═══ TEXT EXCERPT ═══
In 2014, more than 4,700 people died while waiting for a kidney transplant, according to the National Kidney Foundation.

In recent months, CMS has begun to give transplant centers more leeway in meeting standards. In May, the agency issued a memo relaxing sanctions on centers that failed to meet its standards, which are based on numbers of failed transplants and one-year survival rates and calculated through yearly national averages and risk profiles specific to a hospital.

While its adjustments have helped, Cooper said, there still needs to be a set of best practices that physicians and transplant centers can rely on to prevent useable kidneys from being thrown out. Cooper said simple communication breakdowns are preventing donated organs from getting to transplant centers fast enough to be used. He also noted that physicians can allow misperceptions — and unfounded concerns about the suitability of organs — to affect their decision-making. 

“In a lot of ways, it’s trying to change behavior,” Cooper said. “Physicians and surgeons get in a pattern of saying yes to this, and no to that.”

He added that the steering committee will be examining whether a new system should be devised for pairing less-than-perfect kidneys with transplant centers and patients willing to accept them. “Should there be programs that are designated as centers of excellence for donating these particular types of organs?” Cooper asked. “Can we find a way to minimize the time it take to allocate these organs so there is a better chance of using them?”

The National Kidney Foundation’s initiative is part of a broader effort to fix the nation’s transplantation system. On Monday, UNOS unveiled a proposal for improving distribution of donated livers. Its plan would reduce the number of regions from 11 to eight to help eliminate inequities that make it harder to get  liver transplants in some parts of the country. Those imbalances cause many patients seeking transplants to travel across the country in search of a center that will connect them with a donated organ.
═══
__PROBLEM DETAILS__
Decide whether each statement agrees with the kidney transplant text, answering yes or no and quoting the words that settle it: 1. In May, CMS put out a memo easing sanctions on centers that missed its standards. 2. The UNOS plan would raise the number of regions for liver distribution. 3. Cooper said the CMS adjustments mean best practices are no longer needed. Rely only on the kidney transplant text for what comes next.
═══ ENTRIES SHOWN ═══
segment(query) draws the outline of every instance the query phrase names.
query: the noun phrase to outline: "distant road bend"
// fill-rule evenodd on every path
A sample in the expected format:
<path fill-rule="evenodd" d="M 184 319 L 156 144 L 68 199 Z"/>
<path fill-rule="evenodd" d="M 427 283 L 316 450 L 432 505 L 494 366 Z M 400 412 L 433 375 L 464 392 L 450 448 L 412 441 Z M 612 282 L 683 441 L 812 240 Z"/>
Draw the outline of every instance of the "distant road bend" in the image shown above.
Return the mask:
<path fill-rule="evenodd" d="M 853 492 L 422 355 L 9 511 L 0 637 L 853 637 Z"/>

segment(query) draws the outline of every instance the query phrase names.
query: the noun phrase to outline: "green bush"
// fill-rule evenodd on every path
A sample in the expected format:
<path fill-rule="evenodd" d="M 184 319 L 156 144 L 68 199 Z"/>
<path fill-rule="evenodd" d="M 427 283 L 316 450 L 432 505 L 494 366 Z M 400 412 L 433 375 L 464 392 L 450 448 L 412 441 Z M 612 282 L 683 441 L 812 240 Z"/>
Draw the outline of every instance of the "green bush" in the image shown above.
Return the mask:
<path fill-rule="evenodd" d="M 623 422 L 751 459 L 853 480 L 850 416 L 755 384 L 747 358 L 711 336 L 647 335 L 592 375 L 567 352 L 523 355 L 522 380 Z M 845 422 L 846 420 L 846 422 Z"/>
═══
__ANSWER__
1. Yes: "In May, the agency issued a memo relaxing sanctions on centers that failed to meet its standards"
2. No: "reduce the number of regions from 11 to eight"
3. No: "there still needs to be a set of best practices that physicians and transplant centers can rely on"